Explore the material:
a) Duplicate the passage of the article that opens with the words containing "Protect, which provides" and closes with "and damaging process.".
b) State whether each statement agrees with the article, answering yes or no and quoting the deciding words: (i) The trial of NELFT and the Ward Manager lasted seven months. (ii) NELFT was found guilty of corporate manslaughter. (iii) Protect reports that 85% of whistleblowers face severe professional repercussions.

Extract provided:
---------------

Challenging the system is hard

BBC News

Is it worth it?

Alice Figueiredo’s parents were interviewed this week, after a 10 year battle to establish why their daughter had died in Hospital. Their immense pain was obvious. They had suffered personal, professional and financial loss - both had quit their jobs to work full time on Alice’s case, and twice they had sold their home to fund litigation.

The trial of NE London NHS Foundation Trust (NELFT), and the Ward Manager Benjamin Aninakwa, lasted 7 months. The verdicts were given this week but they were not a complete victory. The Trust and the Ward Manager were found guilty of health and safety failings, with the jury deciding that not enough was done by NELFT, or Aninakwa, to prevent Alice from killing herself. However, NELFT was cleared of the charge of corporate manslaughter, and Aninakwa was cleared of gross negligence manslaughter.

Its hard to keep on challenging the system even when it has clearly failed. Those like the Figueiredos experience career loss, financial instability, and psychological trauma. Alice’s mother Jane said ‘You can't underestimate or even find the words to say, the toll that that takes on you. It's profoundly re-traumatising’. No victory could have removed the pain that continues to devastate Alice’s parents but the not guilty verdicts on the manslaughter charges must be a bitter pill for them to swallow.

After the verdicts their focus was on the potential positive impact of Alice’s case, with Jane anticipating major changes to psychiatric care. ‘You need to do far, far better to stop failing those people who you have a duty of care to’, she said.

Why is it challenge difficult?

Whistleblowers like Mr. Martyn Pitman & Dr. Chris Day demonstrated incredible resilience in calling out inadequate patient safety, and holding the NHS to account. Both encountered fierce institutional resistance, organisational self-preservation, obfuscation, misdirection and general inertia.

I wrote about Martyn Pitman last year after the conclusion of his Employment Tribunal case and you can find my article here.

Professional ruin

Whistleblowers are often professionally ostracised and many are dismissed. Obstetrician Martyn Pitman raised Midwifery safety concerns at Royal Hampshire County Hospital, but lost his 20-year career despite the hospital acknowledging his warnings were justified.

Dr. Chris Day exposed ICU safety lapses which were linked to patient deaths, and spent a decade battling Lewisham and Greenwich NHS Trust, enduring vilification and the destruction of vital evidence by Trust officials

In both cases the Employment Tribunal (ET) offered little assistance to either Doctor. They dismissed Mr Pitman’s case. They accepted the Trust’s argument that his behaviour after 20 unblemished years in post constituted reasonable grounds for dismissal, even though the Trust agreed that his safety concerns had been justified.

The ET also initially accepted the Trusts argument that Dr Day was not a ‘worker’ and therefore not entitled to whistleblower protection. Thankfully this rather strange decision, essentially barring Doctors from whistleblowing protection, was reversed at the Court of Appeal.

Dr Day’s case was remitted back to the ET, but the process has been protracted and complex, with ongoing legal battles and procedural disputes. The lack of ET support, and the financial cost, will inevitably deter professionals from continuing their cases against employers.

Protect, which provides support for whistleblowers, indicates that 85% of whistleblowers experience severe professional repercussions from their actions. Many professionals will prefer to walk away from these possible repercussions rather than continue with what is inevitably a costly, negative and damaging process.

---------------

Saved data entries

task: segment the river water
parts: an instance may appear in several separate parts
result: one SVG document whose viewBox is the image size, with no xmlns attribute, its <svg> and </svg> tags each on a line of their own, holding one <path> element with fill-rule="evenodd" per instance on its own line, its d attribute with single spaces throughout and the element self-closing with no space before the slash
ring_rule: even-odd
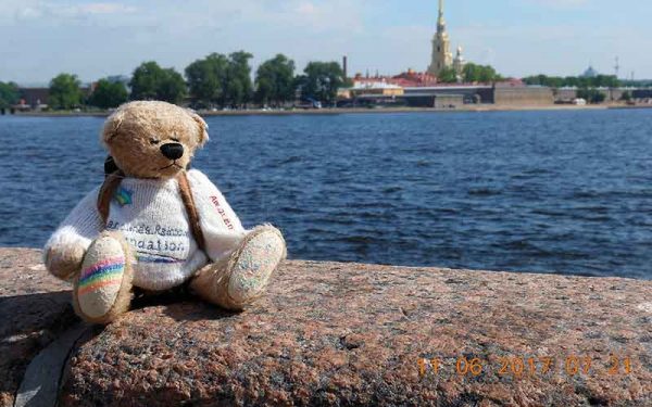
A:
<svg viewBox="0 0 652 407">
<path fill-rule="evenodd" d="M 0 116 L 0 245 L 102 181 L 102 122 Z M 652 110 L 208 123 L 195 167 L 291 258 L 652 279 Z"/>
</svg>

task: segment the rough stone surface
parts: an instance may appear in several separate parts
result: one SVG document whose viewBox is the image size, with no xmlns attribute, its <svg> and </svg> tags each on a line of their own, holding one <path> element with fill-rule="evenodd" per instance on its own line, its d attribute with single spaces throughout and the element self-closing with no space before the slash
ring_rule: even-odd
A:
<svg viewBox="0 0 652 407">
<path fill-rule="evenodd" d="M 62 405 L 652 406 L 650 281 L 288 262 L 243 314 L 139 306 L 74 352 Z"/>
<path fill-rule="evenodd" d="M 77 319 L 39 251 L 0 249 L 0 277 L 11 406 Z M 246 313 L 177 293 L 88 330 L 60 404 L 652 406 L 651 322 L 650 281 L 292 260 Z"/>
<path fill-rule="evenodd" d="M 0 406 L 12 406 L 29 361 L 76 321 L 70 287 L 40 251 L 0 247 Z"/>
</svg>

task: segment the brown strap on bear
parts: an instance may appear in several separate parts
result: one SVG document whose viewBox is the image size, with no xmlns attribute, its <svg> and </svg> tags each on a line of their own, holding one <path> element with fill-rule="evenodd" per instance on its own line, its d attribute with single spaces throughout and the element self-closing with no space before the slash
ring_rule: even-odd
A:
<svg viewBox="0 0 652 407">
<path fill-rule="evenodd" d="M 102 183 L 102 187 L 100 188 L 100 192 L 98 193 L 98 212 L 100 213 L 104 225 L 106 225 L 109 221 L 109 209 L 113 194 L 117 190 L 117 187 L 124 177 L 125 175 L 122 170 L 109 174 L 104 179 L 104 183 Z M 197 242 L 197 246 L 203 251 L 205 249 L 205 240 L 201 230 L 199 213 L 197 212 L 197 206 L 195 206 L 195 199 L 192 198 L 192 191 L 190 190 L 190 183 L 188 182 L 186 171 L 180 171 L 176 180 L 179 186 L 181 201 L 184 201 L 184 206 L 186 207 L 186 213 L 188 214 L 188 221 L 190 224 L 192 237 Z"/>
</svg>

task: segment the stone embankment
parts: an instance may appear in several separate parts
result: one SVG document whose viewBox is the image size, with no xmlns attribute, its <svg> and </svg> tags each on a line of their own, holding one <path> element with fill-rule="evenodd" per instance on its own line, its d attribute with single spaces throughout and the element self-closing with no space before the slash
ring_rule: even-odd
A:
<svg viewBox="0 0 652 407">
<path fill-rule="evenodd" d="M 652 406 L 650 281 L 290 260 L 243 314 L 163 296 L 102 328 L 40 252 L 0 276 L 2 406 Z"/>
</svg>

---------------

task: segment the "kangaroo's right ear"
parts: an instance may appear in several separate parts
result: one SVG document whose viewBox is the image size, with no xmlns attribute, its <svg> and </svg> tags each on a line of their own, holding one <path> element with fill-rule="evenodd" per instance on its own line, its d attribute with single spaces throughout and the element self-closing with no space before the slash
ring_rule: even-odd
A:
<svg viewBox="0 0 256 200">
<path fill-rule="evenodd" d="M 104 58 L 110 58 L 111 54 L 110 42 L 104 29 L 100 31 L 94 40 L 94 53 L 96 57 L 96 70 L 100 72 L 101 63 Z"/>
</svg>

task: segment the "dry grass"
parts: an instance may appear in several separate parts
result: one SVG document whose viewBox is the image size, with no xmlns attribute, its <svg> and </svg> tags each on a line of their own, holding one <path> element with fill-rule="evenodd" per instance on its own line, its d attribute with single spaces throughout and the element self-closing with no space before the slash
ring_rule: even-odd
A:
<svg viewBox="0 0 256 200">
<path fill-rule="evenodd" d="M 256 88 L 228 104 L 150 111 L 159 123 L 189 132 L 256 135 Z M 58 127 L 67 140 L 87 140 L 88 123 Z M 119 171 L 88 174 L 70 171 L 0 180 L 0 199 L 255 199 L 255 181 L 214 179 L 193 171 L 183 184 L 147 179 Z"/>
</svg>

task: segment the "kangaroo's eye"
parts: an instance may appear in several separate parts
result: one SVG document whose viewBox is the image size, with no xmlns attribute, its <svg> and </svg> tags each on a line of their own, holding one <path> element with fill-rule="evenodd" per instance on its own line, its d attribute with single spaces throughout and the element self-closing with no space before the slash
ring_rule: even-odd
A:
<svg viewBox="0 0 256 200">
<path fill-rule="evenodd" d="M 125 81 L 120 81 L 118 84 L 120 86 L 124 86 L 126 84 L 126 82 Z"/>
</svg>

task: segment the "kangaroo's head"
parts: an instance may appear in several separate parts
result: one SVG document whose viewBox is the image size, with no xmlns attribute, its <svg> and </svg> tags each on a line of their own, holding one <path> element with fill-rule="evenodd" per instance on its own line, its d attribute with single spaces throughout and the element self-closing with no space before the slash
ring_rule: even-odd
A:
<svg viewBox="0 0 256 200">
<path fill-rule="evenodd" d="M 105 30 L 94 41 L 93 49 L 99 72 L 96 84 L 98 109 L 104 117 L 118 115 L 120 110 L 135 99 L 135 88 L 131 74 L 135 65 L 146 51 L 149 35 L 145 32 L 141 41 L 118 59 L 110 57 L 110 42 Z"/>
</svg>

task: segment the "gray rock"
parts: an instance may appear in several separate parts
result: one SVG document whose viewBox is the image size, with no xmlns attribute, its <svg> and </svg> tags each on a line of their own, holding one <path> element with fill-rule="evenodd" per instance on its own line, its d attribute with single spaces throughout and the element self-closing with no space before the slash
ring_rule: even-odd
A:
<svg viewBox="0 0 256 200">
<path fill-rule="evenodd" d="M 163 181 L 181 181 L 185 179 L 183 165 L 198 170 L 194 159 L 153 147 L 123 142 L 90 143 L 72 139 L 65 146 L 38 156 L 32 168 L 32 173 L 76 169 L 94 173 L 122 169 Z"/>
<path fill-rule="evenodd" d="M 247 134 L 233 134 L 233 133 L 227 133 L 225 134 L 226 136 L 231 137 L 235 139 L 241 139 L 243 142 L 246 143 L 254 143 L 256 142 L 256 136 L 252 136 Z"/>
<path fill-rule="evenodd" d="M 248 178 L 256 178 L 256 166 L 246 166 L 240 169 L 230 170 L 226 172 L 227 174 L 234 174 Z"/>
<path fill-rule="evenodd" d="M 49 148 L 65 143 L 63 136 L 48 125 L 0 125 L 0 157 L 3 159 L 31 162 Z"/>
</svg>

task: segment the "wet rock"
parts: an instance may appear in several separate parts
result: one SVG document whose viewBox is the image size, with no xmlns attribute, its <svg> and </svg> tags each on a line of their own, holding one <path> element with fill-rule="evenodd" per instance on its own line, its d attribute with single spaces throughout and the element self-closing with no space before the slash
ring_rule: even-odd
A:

---------------

Numbered responses:
a)
Protect, which provides support for whistleblowers, indicates that 85% of whistleblowers experience severe professional repercussions from their actions. Many professionals will prefer to walk away from these possible repercussions rather than continue with what is inevitably a costly, negative and damaging process.

b)
(i) Yes: "The trial of NE London NHS Foundation Trust (NELFT), and the Ward Manager Benjamin Aninakwa, lasted 7 months."
(ii) No: "NELFT was cleared of the charge of corporate manslaughter"
(iii) Yes: "Protect, which provides support for whistleblowers, indicates that 85% of whistleblowers experience severe professional repercussions from their actions."